Problem requirements. Copy out the listing again word for word, from the line that contains "# Mark the region of the bokeh" through the last line of the listing.

(Segmentation labeling items)
:::::

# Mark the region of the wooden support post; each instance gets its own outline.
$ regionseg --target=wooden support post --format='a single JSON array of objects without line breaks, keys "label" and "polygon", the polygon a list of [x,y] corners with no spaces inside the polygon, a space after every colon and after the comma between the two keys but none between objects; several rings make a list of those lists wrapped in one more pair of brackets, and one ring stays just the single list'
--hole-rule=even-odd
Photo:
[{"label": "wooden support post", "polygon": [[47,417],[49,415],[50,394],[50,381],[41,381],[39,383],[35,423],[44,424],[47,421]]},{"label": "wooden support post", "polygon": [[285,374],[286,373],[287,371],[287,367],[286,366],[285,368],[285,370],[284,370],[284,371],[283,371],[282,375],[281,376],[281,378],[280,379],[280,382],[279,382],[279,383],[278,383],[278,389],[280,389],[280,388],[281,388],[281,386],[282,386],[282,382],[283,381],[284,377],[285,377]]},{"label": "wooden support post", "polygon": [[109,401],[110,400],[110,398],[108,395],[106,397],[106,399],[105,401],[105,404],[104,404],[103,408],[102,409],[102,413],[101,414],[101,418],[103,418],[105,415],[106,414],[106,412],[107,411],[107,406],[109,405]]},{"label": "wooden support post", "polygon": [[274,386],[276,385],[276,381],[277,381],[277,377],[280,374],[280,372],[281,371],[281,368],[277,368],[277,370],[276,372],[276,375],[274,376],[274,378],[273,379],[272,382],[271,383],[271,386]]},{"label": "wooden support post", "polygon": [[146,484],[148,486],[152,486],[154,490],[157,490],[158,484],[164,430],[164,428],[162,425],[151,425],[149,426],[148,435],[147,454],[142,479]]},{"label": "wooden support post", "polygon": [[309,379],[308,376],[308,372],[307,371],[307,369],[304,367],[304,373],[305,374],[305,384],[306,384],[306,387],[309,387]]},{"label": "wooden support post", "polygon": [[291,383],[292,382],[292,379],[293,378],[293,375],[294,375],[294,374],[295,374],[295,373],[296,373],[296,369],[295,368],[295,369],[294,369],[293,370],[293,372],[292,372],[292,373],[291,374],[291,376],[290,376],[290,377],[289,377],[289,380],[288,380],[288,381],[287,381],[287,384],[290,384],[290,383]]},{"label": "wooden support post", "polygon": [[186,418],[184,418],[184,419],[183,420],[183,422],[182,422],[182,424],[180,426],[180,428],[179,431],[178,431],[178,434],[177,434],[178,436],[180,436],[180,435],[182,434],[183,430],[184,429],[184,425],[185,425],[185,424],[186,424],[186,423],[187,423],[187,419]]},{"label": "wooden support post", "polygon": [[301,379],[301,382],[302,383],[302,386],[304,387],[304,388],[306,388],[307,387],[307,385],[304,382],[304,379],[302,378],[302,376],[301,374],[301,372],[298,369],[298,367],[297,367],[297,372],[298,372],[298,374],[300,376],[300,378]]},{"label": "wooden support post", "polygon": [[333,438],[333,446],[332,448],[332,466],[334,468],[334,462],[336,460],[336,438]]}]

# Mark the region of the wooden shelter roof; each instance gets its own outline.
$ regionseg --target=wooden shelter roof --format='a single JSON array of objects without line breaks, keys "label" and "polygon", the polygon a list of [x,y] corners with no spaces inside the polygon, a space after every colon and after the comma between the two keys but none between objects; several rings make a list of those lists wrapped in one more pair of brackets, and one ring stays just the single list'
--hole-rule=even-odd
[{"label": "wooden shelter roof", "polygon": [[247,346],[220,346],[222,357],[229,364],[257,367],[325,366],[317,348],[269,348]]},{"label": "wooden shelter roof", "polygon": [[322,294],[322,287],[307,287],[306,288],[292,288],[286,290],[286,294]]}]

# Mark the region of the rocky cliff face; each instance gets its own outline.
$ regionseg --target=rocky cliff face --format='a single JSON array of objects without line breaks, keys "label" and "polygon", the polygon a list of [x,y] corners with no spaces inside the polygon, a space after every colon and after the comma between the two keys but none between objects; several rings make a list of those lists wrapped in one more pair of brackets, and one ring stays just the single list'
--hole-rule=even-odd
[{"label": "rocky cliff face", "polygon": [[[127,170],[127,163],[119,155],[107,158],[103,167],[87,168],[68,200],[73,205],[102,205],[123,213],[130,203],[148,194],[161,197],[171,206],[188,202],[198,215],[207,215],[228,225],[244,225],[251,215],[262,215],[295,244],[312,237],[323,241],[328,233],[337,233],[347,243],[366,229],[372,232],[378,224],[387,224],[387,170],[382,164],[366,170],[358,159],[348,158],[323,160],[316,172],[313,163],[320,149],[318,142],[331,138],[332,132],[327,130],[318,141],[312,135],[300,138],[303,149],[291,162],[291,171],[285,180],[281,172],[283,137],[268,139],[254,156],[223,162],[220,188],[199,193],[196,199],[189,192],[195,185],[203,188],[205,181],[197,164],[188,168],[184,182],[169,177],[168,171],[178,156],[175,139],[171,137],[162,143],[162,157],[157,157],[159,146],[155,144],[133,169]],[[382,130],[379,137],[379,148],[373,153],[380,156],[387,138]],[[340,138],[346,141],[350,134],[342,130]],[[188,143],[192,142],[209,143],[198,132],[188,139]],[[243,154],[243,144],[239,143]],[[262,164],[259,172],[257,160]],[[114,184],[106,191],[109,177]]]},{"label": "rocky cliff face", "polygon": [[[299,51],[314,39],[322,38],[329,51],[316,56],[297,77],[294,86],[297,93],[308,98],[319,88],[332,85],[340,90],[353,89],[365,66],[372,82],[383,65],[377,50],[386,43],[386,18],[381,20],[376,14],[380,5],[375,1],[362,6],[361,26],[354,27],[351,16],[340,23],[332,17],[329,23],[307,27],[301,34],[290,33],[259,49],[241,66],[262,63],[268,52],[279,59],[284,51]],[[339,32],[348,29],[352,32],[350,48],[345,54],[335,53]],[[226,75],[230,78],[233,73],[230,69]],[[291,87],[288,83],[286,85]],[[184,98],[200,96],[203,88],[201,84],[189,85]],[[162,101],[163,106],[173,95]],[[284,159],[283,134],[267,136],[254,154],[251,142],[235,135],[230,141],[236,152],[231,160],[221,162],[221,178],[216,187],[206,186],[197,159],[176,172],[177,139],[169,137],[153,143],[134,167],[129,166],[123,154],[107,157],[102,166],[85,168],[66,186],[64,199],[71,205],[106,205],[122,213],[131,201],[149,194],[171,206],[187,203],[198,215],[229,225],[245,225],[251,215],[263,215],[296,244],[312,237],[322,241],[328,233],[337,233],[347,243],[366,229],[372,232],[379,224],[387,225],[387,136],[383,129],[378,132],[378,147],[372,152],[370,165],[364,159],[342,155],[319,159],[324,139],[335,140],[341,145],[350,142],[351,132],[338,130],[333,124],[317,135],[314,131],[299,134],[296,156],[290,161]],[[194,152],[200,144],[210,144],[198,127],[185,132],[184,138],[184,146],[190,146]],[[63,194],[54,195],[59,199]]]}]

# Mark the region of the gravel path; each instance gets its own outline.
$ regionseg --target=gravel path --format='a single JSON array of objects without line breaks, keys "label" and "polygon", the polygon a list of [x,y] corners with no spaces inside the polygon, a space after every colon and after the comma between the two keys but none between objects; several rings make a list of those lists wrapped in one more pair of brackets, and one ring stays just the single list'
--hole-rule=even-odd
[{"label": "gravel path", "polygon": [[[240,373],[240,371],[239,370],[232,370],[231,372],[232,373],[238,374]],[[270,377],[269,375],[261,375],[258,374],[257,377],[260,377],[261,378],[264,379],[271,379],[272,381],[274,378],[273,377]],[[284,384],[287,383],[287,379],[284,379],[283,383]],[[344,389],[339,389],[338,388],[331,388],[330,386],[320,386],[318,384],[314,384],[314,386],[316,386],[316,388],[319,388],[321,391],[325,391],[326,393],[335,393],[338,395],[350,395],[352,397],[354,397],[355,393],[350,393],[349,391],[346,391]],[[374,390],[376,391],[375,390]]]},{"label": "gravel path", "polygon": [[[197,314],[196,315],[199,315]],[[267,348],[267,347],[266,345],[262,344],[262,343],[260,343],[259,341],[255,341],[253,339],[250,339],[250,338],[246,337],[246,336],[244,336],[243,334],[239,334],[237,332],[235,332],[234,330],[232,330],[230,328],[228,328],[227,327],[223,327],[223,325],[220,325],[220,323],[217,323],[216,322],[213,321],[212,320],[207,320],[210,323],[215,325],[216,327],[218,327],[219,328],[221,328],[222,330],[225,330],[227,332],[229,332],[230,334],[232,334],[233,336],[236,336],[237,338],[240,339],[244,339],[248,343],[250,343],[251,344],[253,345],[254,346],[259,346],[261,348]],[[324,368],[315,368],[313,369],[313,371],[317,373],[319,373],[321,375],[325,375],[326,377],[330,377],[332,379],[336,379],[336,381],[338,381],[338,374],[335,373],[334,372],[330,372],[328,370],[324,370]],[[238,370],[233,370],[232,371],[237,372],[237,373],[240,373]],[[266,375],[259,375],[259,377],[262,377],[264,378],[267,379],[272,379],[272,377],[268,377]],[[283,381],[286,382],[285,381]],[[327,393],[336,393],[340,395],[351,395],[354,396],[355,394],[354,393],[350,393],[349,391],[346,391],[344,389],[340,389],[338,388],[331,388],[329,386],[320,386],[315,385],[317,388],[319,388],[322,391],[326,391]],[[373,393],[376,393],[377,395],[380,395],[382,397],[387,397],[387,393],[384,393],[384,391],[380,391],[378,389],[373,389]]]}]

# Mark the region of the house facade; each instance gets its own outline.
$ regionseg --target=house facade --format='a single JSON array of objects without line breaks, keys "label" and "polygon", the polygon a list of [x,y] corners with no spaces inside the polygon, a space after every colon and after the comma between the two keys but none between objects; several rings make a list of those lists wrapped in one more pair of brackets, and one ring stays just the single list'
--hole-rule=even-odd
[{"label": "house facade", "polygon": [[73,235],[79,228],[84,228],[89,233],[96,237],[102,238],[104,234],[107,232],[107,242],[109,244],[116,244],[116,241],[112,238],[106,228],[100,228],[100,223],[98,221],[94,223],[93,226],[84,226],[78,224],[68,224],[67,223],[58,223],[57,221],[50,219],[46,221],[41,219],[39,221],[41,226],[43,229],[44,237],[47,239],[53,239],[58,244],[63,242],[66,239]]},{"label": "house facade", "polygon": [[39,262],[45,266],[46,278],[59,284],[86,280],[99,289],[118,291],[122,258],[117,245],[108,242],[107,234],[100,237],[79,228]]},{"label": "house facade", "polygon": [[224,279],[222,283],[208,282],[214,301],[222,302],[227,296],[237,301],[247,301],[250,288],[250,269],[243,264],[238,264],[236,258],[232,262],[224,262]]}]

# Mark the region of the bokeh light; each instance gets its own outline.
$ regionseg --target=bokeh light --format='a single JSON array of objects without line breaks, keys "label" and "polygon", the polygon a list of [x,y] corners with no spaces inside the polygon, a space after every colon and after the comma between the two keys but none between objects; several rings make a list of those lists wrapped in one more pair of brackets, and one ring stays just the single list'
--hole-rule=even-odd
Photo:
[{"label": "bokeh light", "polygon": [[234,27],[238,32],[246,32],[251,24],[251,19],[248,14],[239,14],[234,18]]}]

:::::

Solution to the problem.
# Mark the region of the bokeh light; each instance gets its own outline.
$ regionseg --target=bokeh light --format='a single JSON array of objects without line breaks, keys "label" and "polygon", the polygon a list of [x,y] corners with no spaces inside the polygon, a space after every colon and after the comma between the two keys but none between objects; several rings make a list of those lists wrapped in one more pair of brackets, and one ring stays just the single list'
--hole-rule=even-odd
Photo:
[{"label": "bokeh light", "polygon": [[234,27],[238,32],[246,32],[251,24],[251,19],[248,14],[239,14],[234,18]]}]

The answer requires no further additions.